Below is a block of entries, which should be copied verbatim apart from the pictures.

====== Records supplied

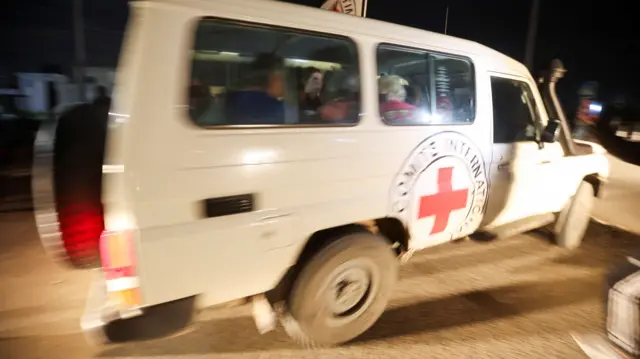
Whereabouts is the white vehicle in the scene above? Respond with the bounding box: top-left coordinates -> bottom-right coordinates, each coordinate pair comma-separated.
32,0 -> 609,347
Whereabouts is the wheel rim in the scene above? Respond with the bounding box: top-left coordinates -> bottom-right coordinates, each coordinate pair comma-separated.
322,258 -> 379,326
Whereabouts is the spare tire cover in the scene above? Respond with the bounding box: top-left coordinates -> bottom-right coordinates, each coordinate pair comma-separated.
32,104 -> 109,269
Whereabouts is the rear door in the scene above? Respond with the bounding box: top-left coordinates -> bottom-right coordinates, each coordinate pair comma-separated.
483,75 -> 563,229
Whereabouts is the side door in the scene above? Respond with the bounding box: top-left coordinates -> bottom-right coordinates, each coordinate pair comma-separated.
482,75 -> 563,229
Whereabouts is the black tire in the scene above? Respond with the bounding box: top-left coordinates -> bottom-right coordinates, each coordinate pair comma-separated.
283,232 -> 398,347
53,104 -> 108,268
554,181 -> 595,249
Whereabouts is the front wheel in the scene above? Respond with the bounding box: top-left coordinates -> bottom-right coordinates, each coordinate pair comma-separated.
283,232 -> 398,347
554,181 -> 595,249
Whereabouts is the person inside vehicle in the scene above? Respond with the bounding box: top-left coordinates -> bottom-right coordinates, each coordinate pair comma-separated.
317,70 -> 360,124
405,84 -> 422,107
378,75 -> 416,123
300,68 -> 323,113
225,53 -> 288,125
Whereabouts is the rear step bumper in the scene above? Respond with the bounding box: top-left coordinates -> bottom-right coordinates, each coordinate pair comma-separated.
80,269 -> 142,345
80,270 -> 114,345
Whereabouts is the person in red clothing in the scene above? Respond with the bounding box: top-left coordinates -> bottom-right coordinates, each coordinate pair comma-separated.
378,75 -> 416,123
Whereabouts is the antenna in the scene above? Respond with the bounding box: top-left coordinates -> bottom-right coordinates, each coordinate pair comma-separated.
444,6 -> 449,35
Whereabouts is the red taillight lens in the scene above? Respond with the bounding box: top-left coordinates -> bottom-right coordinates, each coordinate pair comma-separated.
57,201 -> 104,267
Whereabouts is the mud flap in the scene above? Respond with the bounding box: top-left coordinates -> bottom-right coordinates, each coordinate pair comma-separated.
80,270 -> 116,346
251,295 -> 276,334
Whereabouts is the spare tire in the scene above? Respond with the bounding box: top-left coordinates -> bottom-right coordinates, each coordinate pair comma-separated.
32,104 -> 109,269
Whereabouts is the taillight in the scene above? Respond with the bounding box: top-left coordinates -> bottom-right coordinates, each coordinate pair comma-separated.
100,229 -> 141,309
57,201 -> 104,267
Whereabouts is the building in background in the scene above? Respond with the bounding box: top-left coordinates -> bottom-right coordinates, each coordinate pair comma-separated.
7,67 -> 114,120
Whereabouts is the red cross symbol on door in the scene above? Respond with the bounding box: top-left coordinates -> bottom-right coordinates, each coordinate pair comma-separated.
417,167 -> 469,235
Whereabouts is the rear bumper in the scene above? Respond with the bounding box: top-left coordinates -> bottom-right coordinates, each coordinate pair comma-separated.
80,270 -> 114,345
80,270 -> 142,345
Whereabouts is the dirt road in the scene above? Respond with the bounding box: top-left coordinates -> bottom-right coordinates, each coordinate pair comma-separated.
1,155 -> 639,359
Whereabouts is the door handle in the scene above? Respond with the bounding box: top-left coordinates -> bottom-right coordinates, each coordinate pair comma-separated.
203,193 -> 254,218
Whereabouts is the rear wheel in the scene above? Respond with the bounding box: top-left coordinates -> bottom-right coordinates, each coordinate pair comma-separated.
554,181 -> 595,249
283,232 -> 398,347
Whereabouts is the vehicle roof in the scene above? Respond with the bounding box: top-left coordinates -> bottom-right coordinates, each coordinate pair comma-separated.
141,0 -> 532,78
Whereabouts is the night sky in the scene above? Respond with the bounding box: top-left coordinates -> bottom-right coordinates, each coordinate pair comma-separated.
1,0 -> 639,103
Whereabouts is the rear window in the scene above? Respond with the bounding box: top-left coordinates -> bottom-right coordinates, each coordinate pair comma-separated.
188,18 -> 361,127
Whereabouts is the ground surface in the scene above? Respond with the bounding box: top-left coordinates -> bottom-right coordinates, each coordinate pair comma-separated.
1,155 -> 640,359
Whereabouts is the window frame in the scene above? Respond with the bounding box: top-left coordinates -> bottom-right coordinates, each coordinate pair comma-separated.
489,76 -> 543,144
376,42 -> 477,127
185,17 -> 362,130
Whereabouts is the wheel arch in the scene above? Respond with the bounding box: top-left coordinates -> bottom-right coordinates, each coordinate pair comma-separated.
267,217 -> 407,304
583,173 -> 603,197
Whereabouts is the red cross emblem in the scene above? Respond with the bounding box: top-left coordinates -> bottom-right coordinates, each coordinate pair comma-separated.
417,167 -> 469,235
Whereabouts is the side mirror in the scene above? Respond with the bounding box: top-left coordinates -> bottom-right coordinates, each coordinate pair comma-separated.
541,119 -> 561,143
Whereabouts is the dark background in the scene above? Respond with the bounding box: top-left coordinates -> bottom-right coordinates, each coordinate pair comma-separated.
1,0 -> 638,103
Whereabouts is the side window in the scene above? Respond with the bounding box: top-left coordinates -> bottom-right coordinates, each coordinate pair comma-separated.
376,44 -> 475,125
490,77 -> 540,143
189,19 -> 360,127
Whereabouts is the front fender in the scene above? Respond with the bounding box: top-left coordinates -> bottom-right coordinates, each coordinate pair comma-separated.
572,139 -> 610,196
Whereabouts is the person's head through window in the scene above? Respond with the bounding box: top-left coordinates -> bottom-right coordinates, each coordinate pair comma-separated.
304,69 -> 323,97
379,75 -> 409,103
239,54 -> 286,100
379,75 -> 415,118
301,68 -> 323,112
318,71 -> 360,123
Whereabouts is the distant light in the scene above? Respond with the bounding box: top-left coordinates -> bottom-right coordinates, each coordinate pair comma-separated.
589,103 -> 602,114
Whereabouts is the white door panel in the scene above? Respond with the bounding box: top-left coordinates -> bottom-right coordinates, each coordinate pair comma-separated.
484,142 -> 545,227
483,75 -> 567,230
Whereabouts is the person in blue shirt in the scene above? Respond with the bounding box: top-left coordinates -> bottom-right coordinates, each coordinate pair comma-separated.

============

## Response area
Whereabouts is the white vehicle in the scene above? Respond with the bounding box: top-left coordinates -> bottom-right coordinates, each coordinate pair comma-separated.
32,0 -> 609,347
Whereabouts is the wheel rim in the scene above? Respond with the bounding box: top-left coordinates -> bottom-right coordinates, each coordinate pair comma-separated.
322,258 -> 379,326
Whereabouts is the spare tire cover in the scene above? Respond with the bounding box: top-left coordinates -> bottom-right coordinates, each coordinate pair comma-separated.
32,104 -> 109,269
Whereabouts is the rear door in the scene above? Respond with the bounding box: top-left coordinates -> bottom-right coordinates, each coordinate pair comma-separated.
483,75 -> 563,229
Whereabouts is the side door in the scene above? Respond with the bounding box: top-left coordinates -> bottom-right coordinates, each coordinate pair comma-separated.
482,75 -> 563,229
Whereabouts is the black tire in the scene above? Respond with the bounding box: top-left coordinates -> bottom-right coordinates, each coordinate pair comma-separated.
283,232 -> 398,347
53,104 -> 108,268
554,181 -> 595,249
Whereabouts is the front wheel in the scene above? Respond with the bounding box: top-left coordinates -> bottom-right coordinates, each coordinate pair comma-separated.
283,232 -> 398,347
554,181 -> 595,249
Whereabouts is the person inside vehicle in the scene above? Respond with the bounding box: top-left coordinates -> bottom-right coordinates, each coordinate pair comma-separated.
317,70 -> 360,124
405,84 -> 422,107
378,75 -> 416,123
300,68 -> 323,113
225,53 -> 288,125
Whereabouts is the rear step bumper in the scene above? Respond with the bounding box: top-left coordinates -> bottom-right coordinates, each coordinate pair comma-separated.
80,269 -> 142,345
80,270 -> 114,345
Whereabouts is the person in red clothing in the scene above? Respond with the bounding box: top-left coordinates -> bottom-right coordinates, each coordinate pair comma-separated.
378,75 -> 416,123
Whereabouts is the antenna in the scene above? Respond with the bounding box: top-left coordinates -> bottom-right coordinates, each coordinate pair comma-separated.
444,6 -> 449,35
Whereabouts is the red taillight lens in the scene above? Respond with the bounding box: top-left coordinates -> bottom-right coordinates, each coordinate pair comma-separated.
57,201 -> 104,267
Whereabouts is the mud flap in the scene above? Respond with the bounding box: top-left coordinates -> bottom-right coordinates, each coordinate pair comma-separated.
80,270 -> 116,346
251,295 -> 276,334
Whereabouts is the spare tire in the scene above? Respond with the bounding box: top-left coordinates -> bottom-right coordinates, each coordinate pair comma-separated.
32,104 -> 109,269
Whereabouts is the taillight in the scene above? Respond with the bounding box: top-left coordinates -> bottom-right coordinates, each coordinate pair comma-separated.
100,229 -> 141,309
57,201 -> 104,267
Whereabouts is the building in background in the scene above? Respond with the bounding box: top-left coordinates -> bottom-right coordinates, each coordinate pair comma-separated.
7,67 -> 114,120
Whereabouts is the red cross symbol on door in the scene above? Respond with the bounding box: top-left coordinates -> bottom-right coordinates, each coordinate pair comma-separated.
417,167 -> 469,235
Whereabouts is the rear bumper in the scene above? Respond with the bounding box: top-left coordinates -> bottom-right coordinates, each coordinate pair comma-separated.
80,270 -> 114,345
80,270 -> 142,345
Whereabouts is the dirt road in the scene above? Respond with the bounding box: top-left coordinates -> bottom-right coordinates, each coordinate pair comma-separated.
1,155 -> 639,359
Whereabouts is the door handle in the scene above? Respond with the bounding box: top-left coordinates -> bottom-right coordinates, each coordinate pair comma-separated.
203,193 -> 254,218
Whereabouts is the rear wheel in the scene above? Respond with the bounding box: top-left coordinates -> bottom-right coordinates, each coordinate pair comma-separated.
554,181 -> 595,249
283,232 -> 398,347
Whereabouts is the vehicle roof in the scene above? Respond with the bounding box: top-left coordinates -> bottom-right coordinates, each coordinate pair comma-separated.
141,0 -> 532,78
Whereabouts is the night sky in the scene above? Respond with the bounding box: top-left coordinates -> bottom-right coordinates, each coordinate pair comma-separated.
1,0 -> 639,103
Whereabouts is the rear window in the scene above? Respond with the bounding box: top-left coordinates -> bottom-right coordinates, each coordinate pair comma-separated.
188,18 -> 361,127
Whereabouts is the ground surface in the scene above? Respond with the bounding box: top-left coordinates -> bottom-right coordinates, each coordinate pair comma-separated.
1,155 -> 640,359
Whereabouts is the window frame in the scene above? Respond with the bounding box: top-left coordinates -> bottom-right coordinates, each coordinate pair comma-separated.
489,76 -> 543,144
376,42 -> 477,127
185,17 -> 362,130
Whereabouts is the wheel arch in the scene above? Respond with the bounding box: top-left coordinates -> bottom-right coordinates, each coordinate pair comma-separated.
267,217 -> 407,304
583,173 -> 603,197
Whereabouts is the red cross emblem in the scene above? Respond with the bounding box: top-left coordinates -> bottom-right coordinates, each coordinate pair comma-separated.
417,167 -> 469,235
Whereabouts is the side mirror in the scene above? Respond with the bounding box: top-left coordinates -> bottom-right coordinates, each coordinate pair comma-separated.
541,119 -> 561,143
Whereabouts is the dark background in the scene above? Respond with the bounding box: top-left coordinates -> bottom-right coordinates, each coordinate pair comma-separated.
1,0 -> 638,103
Whereabouts is the side window in the scene above? Respond with the bounding box: top-left coordinates -> bottom-right coordinates, each coordinate pair comma-separated.
376,44 -> 475,125
490,77 -> 540,143
189,19 -> 360,127
Whereabouts is the front fender in the scene above? Respond with the bounding box: top-left coordinates -> bottom-right coordinates, each coordinate pair comma-separated.
572,139 -> 610,196
Whereabouts is the person's head through window in the scene above? Respond with the bounding box: top-left coordinates -> bottom-right coordinates, each coordinate pair comma-separated.
304,69 -> 323,97
379,75 -> 409,103
239,54 -> 286,100
379,75 -> 415,118
301,68 -> 323,112
318,71 -> 360,123
Whereabouts is the distant light in the scene above? Respond with the bounding box: top-left coordinates -> bottom-right coordinates, each coordinate pair comma-separated.
589,103 -> 602,114
Whereabouts is the white door panel in the scene above? Respond with the bounding box: top-left coordinates -> bottom-right coordinates, each coordinate pair comma-separated.
484,142 -> 545,227
483,75 -> 567,230
Whereabouts is the person in blue shirt in the scene above? Respond with the bounding box: top-left coordinates -> bottom-right coordinates, each coordinate pair comma-separated.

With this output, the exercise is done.